▶ **What is required**:
Copy every one of the records below word for word, in the same order.

▶ **Material to process**:
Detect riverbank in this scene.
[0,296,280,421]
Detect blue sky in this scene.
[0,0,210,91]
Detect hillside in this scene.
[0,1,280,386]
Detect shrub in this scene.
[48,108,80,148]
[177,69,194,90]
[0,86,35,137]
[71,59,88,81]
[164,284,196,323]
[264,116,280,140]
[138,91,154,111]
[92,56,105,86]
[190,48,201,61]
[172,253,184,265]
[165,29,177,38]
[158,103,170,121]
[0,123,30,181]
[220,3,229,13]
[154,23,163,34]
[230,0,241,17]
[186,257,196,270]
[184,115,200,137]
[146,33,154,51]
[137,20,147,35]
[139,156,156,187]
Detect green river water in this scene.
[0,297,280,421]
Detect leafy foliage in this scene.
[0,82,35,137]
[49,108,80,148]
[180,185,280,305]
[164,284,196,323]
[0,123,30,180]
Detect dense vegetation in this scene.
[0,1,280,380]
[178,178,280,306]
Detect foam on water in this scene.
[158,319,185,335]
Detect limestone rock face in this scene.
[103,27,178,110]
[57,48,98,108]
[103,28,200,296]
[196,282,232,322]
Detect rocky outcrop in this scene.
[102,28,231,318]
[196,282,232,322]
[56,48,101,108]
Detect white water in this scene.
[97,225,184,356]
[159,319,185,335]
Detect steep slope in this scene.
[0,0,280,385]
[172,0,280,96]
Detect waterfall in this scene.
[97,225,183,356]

▶ **Response to this exercise**:
Detect riverbank in this scene.
[0,296,280,421]
Detect blue sky in this scene.
[0,0,210,91]
Detect hillside in this scene.
[0,1,280,386]
Detect shrub in this scene.
[48,108,80,148]
[177,69,194,90]
[0,86,35,137]
[71,59,88,81]
[164,284,196,323]
[264,116,280,140]
[138,91,154,111]
[92,56,105,86]
[190,48,201,61]
[172,253,184,265]
[165,29,177,38]
[158,103,170,121]
[0,123,30,181]
[220,3,229,13]
[154,23,163,34]
[230,0,241,17]
[186,257,196,270]
[184,115,200,137]
[146,33,154,51]
[137,20,147,35]
[139,156,156,187]
Detect green river water in this scene.
[0,297,280,421]
Detect leafy foliage in this scene.
[0,82,35,137]
[49,108,80,148]
[180,185,280,305]
[164,284,196,323]
[0,123,30,180]
Detect dense vegetation in this scene.
[0,1,280,380]
[178,178,280,306]
Detect foam on water in this scene.
[158,319,185,335]
Detect limestone rock face in this scene.
[103,27,178,110]
[57,48,98,108]
[103,28,200,296]
[196,282,232,322]
Detect rocky outcrop in this scene.
[102,28,231,318]
[196,282,232,322]
[56,48,101,108]
Detect white water in this scene.
[97,225,184,356]
[159,319,185,335]
Detect steep slope in this scene.
[0,0,280,385]
[172,0,280,96]
Detect waterfall in this scene.
[97,225,183,356]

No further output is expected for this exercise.